▸ **Activity**
Each entry below is to be duplicated precisely.

▸ **Supplied data**
• • •

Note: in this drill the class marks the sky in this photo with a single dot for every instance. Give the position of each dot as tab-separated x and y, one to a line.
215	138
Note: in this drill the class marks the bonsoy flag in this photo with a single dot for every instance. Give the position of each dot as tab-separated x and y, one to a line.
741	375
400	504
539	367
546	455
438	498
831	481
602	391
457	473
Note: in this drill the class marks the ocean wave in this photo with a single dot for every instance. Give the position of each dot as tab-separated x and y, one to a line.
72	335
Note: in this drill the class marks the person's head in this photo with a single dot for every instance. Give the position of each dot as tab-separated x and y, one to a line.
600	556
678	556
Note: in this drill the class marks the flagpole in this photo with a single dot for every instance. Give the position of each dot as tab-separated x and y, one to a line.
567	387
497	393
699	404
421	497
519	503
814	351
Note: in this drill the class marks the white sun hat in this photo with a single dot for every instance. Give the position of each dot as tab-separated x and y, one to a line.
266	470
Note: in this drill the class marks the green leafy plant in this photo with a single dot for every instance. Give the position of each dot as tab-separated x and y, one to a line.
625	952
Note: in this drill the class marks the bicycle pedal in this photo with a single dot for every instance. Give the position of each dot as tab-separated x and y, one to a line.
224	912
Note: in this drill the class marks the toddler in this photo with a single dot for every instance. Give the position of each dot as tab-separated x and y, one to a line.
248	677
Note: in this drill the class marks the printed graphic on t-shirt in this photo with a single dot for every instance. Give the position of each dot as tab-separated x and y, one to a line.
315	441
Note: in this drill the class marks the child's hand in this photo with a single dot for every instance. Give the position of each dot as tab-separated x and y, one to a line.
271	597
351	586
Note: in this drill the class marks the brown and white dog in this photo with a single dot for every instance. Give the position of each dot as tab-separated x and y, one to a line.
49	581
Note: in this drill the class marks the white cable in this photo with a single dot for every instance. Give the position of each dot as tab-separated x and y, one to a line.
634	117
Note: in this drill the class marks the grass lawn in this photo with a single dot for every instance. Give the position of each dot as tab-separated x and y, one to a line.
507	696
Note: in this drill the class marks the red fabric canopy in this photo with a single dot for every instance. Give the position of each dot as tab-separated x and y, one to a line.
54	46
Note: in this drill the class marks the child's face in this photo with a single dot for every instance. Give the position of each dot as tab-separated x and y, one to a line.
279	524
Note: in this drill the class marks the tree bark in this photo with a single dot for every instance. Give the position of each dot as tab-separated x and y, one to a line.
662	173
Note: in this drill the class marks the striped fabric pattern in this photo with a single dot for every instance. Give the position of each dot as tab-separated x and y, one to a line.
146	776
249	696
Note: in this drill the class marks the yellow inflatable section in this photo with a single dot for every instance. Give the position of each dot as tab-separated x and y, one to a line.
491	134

• • •

▸ **Exercise response**
Note: in this drill the class marks the sky in this photo with a single dot for every instance. Give the position of each dot as tab-separated x and y, one to a line.
215	138
Note: in this drill the class marks the bonsoy flag in this photo with a single dot for every instance. Give the position of each dot as tab-separated x and y, one to a line.
741	375
400	504
539	367
546	455
438	498
831	481
602	391
457	473
Note: in this drill the class marks the ocean wave in this photo with a single dot for every instance. Give the position of each dot as tab-separated x and y, one to a line.
72	335
Note: in this drill the class marks the person's head in this photo with a single dot for every instance. Give the position of each dot as tab-separated x and y, one to a line.
600	556
678	556
Note: in this drill the class marks the flagpole in this photo with a single dot for every instance. Give the position of each dot as tab-separated x and y, one to a line.
567	387
497	393
699	404
421	497
519	503
814	351
Note: in this drill the class marks the white sun hat in this photo with a single dot for every instance. Give the position of each dot as tab-separated x and y, one to a line.
266	470
Note: in this drill the class marks the green leafy plant in this photo with a single dot for every instance. Give the position of each dot as tab-separated x and y, one to a line.
625	952
Note: in this drill the class marks the bicycle pedal in this photo with a single dot for every instance. Give the position of each dot as tab-separated x and y, one to a line.
224	912
Note: in this drill the class marks the toddler in this photo with a single dot for every instance. Give the position of each dot as tab-separated x and y, one to a line.
248	677
Note: in this drill the class marks the printed graphic on t-shirt in this photo with a single dot for every instance. Give the position of each dot as tab-separated x and y, one to a line.
315	441
Note: in this drill the class marks the child's hand in this photo with a single dot for every instance. Give the position of each dot as tab-separated x and y, one to a line.
271	597
351	586
Note: in this drill the class marks the brown and white dog in this photo with a single dot for every instance. Give the position of each dot as tab-separated x and y, one to a line.
49	581
Note: in this drill the class marks the white cable in this photo with a single dot for every instance. Give the position of each dot as tab-separated x and y, one to a line.
634	117
Note: in this drill the class marks the grass lawn in this photo with a single dot for every instance. Give the position of each dot as tab-separated x and y, one to a line.
507	696
Note: in this drill the class marks the red fabric canopy in this photo with a single dot for every instance. Give the position of each dot as tab-separated x and y, one to a line.
54	46
Note: in this drill the class marks the child's face in this photo with a single dot for every instance. Give the position of each dot as tab-separated x and y, one to a line.
279	524
Note: in this drill the class marks the tree bark in this photo with a single dot for every instance. Give the position of each dot as tab-separated x and y, one to a line.
662	173
Note: in this drill the class marks the striped fabric pattern in this photo with a single dot for every instance. Give the position of each dot as tab-separated x and y, one to a line.
146	776
249	696
Note: in this drill the class marks the yellow inflatable section in this photo with a single dot for every instance. Give the position of each dot as tab-separated x and y, one to a line.
491	134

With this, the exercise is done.